Work to be completed → Every record here should be printed again exactly.

• • • • • • •

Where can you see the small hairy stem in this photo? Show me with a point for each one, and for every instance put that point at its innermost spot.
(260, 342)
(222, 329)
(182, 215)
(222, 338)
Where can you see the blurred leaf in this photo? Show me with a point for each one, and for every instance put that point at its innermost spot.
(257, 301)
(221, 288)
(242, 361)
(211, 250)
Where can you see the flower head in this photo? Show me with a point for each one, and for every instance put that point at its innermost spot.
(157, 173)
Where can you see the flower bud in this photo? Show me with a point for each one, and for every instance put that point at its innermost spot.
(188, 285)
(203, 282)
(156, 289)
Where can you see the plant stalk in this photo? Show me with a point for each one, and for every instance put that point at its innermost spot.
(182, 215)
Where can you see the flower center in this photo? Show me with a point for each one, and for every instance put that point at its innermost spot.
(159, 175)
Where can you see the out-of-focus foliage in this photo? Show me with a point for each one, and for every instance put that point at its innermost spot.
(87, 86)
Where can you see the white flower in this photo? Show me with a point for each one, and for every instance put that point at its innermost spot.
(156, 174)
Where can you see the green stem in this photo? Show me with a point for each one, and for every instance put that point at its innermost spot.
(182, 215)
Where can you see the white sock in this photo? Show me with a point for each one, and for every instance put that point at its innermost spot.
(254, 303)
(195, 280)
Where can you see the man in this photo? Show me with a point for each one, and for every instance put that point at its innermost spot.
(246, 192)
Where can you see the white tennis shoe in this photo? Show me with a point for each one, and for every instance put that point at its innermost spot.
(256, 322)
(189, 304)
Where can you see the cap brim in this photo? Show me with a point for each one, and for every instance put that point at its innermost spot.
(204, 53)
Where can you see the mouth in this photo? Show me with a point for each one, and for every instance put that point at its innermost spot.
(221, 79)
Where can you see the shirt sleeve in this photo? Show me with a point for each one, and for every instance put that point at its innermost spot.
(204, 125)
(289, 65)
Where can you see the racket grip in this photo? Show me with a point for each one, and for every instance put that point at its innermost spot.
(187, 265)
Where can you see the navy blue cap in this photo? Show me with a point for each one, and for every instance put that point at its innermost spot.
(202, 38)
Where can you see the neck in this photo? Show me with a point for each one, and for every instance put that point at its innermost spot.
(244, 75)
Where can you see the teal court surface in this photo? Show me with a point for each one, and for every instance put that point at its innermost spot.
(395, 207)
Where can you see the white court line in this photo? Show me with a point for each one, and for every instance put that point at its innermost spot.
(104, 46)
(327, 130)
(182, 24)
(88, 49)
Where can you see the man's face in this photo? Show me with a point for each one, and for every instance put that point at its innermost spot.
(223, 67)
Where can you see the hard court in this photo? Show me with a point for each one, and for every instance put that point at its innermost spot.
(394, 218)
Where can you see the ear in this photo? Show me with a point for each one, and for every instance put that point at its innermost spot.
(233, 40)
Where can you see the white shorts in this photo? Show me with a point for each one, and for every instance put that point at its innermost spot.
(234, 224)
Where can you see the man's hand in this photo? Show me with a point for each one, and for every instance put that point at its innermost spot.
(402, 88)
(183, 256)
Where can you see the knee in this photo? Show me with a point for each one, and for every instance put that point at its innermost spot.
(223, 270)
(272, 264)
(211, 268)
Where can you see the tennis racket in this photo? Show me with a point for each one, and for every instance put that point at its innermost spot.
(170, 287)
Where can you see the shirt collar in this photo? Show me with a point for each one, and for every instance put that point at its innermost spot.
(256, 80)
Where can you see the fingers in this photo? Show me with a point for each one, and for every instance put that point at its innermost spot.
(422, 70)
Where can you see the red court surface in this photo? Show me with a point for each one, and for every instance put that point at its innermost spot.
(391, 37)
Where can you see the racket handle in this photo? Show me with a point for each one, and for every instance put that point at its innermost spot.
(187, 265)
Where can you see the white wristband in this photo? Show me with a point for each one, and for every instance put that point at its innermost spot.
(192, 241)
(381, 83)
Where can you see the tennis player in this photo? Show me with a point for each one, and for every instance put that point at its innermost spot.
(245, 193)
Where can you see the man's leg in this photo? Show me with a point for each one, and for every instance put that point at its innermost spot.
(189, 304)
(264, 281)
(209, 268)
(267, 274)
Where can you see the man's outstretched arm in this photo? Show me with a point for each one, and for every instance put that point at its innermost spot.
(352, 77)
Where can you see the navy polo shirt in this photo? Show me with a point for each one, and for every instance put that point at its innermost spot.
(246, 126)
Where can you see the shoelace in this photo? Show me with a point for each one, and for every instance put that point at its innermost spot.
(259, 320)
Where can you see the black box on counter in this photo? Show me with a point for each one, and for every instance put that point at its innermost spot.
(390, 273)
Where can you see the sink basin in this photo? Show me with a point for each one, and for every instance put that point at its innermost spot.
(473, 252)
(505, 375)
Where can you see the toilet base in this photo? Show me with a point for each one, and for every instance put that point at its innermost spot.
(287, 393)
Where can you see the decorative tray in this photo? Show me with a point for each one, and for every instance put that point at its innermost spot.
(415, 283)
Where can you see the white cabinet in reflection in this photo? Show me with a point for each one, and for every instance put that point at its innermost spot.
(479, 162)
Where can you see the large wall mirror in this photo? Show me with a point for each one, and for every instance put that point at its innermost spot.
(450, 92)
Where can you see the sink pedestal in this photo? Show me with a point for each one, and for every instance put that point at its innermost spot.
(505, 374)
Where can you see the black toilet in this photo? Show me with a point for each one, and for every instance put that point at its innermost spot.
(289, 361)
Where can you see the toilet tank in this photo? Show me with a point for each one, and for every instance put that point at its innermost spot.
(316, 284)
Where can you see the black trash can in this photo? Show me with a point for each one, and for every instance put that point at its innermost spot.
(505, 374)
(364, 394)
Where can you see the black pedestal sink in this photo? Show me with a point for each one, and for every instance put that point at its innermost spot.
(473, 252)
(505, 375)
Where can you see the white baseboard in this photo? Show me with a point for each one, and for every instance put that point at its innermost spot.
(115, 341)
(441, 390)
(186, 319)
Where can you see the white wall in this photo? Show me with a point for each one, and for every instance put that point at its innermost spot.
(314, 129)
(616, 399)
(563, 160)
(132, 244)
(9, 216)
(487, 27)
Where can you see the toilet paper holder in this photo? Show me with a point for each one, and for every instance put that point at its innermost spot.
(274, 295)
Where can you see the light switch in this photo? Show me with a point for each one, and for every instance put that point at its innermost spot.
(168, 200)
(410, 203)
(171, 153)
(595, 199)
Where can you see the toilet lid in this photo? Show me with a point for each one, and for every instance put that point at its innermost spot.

• • • • • • •

Exercise answer →
Where can you see the small hairy stem in this photo? Show me with a point for each one, and for every instance put that point at its innermost spot.
(260, 342)
(222, 329)
(182, 215)
(222, 338)
Where can you see the blurred leaf in this photo? Show me with a point for each one, and for every instance put that point at its innermost spot.
(257, 301)
(221, 288)
(242, 361)
(211, 250)
Where can you see the flower head in this photo? Show me with a point for each one, and for every instance put that point at its innermost spot.
(157, 173)
Where can you see the flower bud in this photo? Show me with a point for each one, and for every instance put that point at its innermost spot.
(188, 285)
(203, 282)
(156, 289)
Where can you see the plant stalk in this photo? Show me with a point for each one, and for every instance put that point at its innermost spot.
(182, 215)
Where can you see the flower center in this photo? Show me with a point for each one, and for every instance put that point at its innermost spot.
(159, 175)
Where can you see the out-of-focus foliage in this photo? Show me with a point for each one, and for every instance put that point at its innermost spot.
(87, 86)
Where can you see the white flower in this photo? Show me with a point for each one, and for every instance put that point at its innermost spot.
(156, 174)
Where can you see the green stem in this photo? Show me with a point for each one, and for every instance put that point at its innermost spot.
(182, 215)
Where can you see the white sock in this photo? Show me with a point for each one, and for every instance put that point at its innermost spot.
(254, 303)
(195, 280)
Where can you see the man in this photo? Show me with a point for each one, and for every instance put that point at its innermost spot.
(246, 192)
Where can you see the white tennis shoe in this photo? Show me with a point for each one, and for every instance put that point at its innermost spot.
(256, 322)
(189, 304)
Where can you see the cap brim in this photo? Show me with a point for each one, and for every instance put that point at its innermost spot.
(204, 53)
Where can you see the mouth in this photo? Show me with a point for each one, and for every instance put that point at its innermost spot.
(221, 79)
Where can you see the shirt sleeve in this photo? Show me with a point for each one, and for every instance put that point at its innermost spot.
(204, 125)
(289, 65)
Where can you see the racket grip in this photo? Show me with a point for each one, and for every instance put that point at its innermost spot.
(187, 265)
Where can you see the navy blue cap in this photo? Show me with a point for each one, and for every instance put that point at its innermost spot.
(202, 38)
Where can you see the neck in this photo? Show me with a point for each one, and for every instance put that point at its innermost spot.
(244, 75)
Where can you see the teal court surface in this photo? Show me with a point for each one, and for every instance put that point at its innermost spot.
(395, 207)
Where can you see the white court line in this photo? Show me with a point for each one, and for every instance put that point at its innermost spot.
(104, 46)
(327, 130)
(182, 24)
(88, 49)
Where can you see the man's face in this photo? Show me with a point for each one, and for every instance put that point at its innermost spot.
(223, 67)
Where can you see the hard court in this photo? Show me with a point for each one, and for every instance put that point at its innermost spot.
(394, 218)
Where can you see the ear in this photo? Show me with a point for each one, and for every instance put that point at its innermost spot.
(233, 40)
Where can you see the white shorts in this photo? Show me with a point for each one, and for every instance put that point at its innermost spot.
(234, 224)
Where can you see the man's hand in this photo? Show me with a point for each one, and for every instance put that point at its innermost spot.
(402, 88)
(183, 256)
Where can you see the knee in this photo? Show me with a point for each one, and for every instance put that point at its innermost spot.
(223, 270)
(272, 264)
(211, 268)
Where can you see the tennis racket in this photo? Show me with a point for each one, and for every instance put that point at its innermost spot.
(170, 287)
Where can you see the shirt collar in this photo? Show me with a point for each one, and for every instance put that point at its innermost spot.
(256, 80)
Where can you see the fingers in this photo? Show me with a point for each one, and for every instance put that point at its innermost spot.
(422, 70)
Where can you see the red court surface in this photo? Show me with a point for each one, and for every instance put that point at its innermost spot.
(391, 37)
Where can you see the racket handle in this photo? Show me with a point for each one, and for every instance put that point at its innermost spot.
(187, 265)
Where can you see the white wristband in this photo? Show me with a point for each one, and for every instance put that point at its innermost spot.
(192, 241)
(381, 83)
Where can you see the tennis player in this photo? Show me with a point for each one, and for every instance put that point at its innermost spot.
(245, 193)
Where can you see the man's leg in this photo? Show me with a point for each one, and for every instance put that point at its innermost spot.
(189, 304)
(264, 281)
(209, 268)
(267, 274)
Where can you see the man's outstretched arm in this photo? Show me with a point for each one, and for every instance put that point at its innermost spot.
(352, 77)
Where can you see the navy polo shirt in this photo? Show me with a point for each one, and for every instance put that point at its innermost spot.
(246, 126)
Where can you see the shoelace in this photo? Show me with a point for each one, and for every instance put that point at its innermost spot.
(259, 320)
Where can you see the black box on counter in this photo? Show me with a point for each one, and for every instance put that point at its innermost spot.
(390, 273)
Where can you see the sink basin in this photo? Show me with a point for each one, and for every instance put that point at its innermost spot.
(473, 252)
(505, 375)
Where can you see the toilet base in this photo? Show me with a point for each one, and for every instance put that point at its innermost spot.
(287, 393)
Where can you see the decorative tray in this photo? Show me with a point for each one, and for every instance put that point at its innermost spot.
(415, 283)
Where can you see the white cabinet in reflection in this photo? Show me with a point for each one, and for every instance put that point at its innermost spot.
(479, 162)
Where can you see the large wall mirror in this photo? Show me with a point for each one, and for every instance put that point at its innermost spot.
(450, 92)
Where can you see the sink pedestal in this photo? Show me with a point for each one, and for every instance put that point at its innermost spot.
(505, 374)
Where can you see the black toilet in this photo? Show me with a point for each one, and for every instance put that point at its innermost spot.
(289, 361)
Where can you see the toilet tank in this photo? Show me with a point for each one, and for every instance put that point at its innermost spot.
(316, 284)
Where can you see the black trash can in this photo? Show me with a point for each one, and for every instance put that point at its innermost spot.
(505, 374)
(364, 394)
Where can you see the black pedestal sink in this photo? Show me with a point for each one, and for every instance put that point at its innermost spot.
(473, 252)
(505, 375)
Where can you see the white baseboard in this photo? Show me with a point for each one, and for every instance put that point at its innermost spot.
(115, 341)
(441, 390)
(186, 319)
Where can you see the white wall in this photo? Show me with a point for each one, and for every instance put that point at its innermost spot.
(314, 129)
(616, 399)
(563, 160)
(132, 244)
(9, 216)
(487, 27)
Where can you see the toilet paper holder in this photo? Show me with a point for each one, and for every instance put that point at its innermost spot.
(274, 295)
Where can you see the light switch in this photo? Show me with a point for each one, and for every instance put that point at its innermost spot.
(168, 200)
(410, 203)
(171, 153)
(595, 199)
Where can you see the toilet lid in this photo? Show me with a point for each one, and for every instance put that point at its innermost spot.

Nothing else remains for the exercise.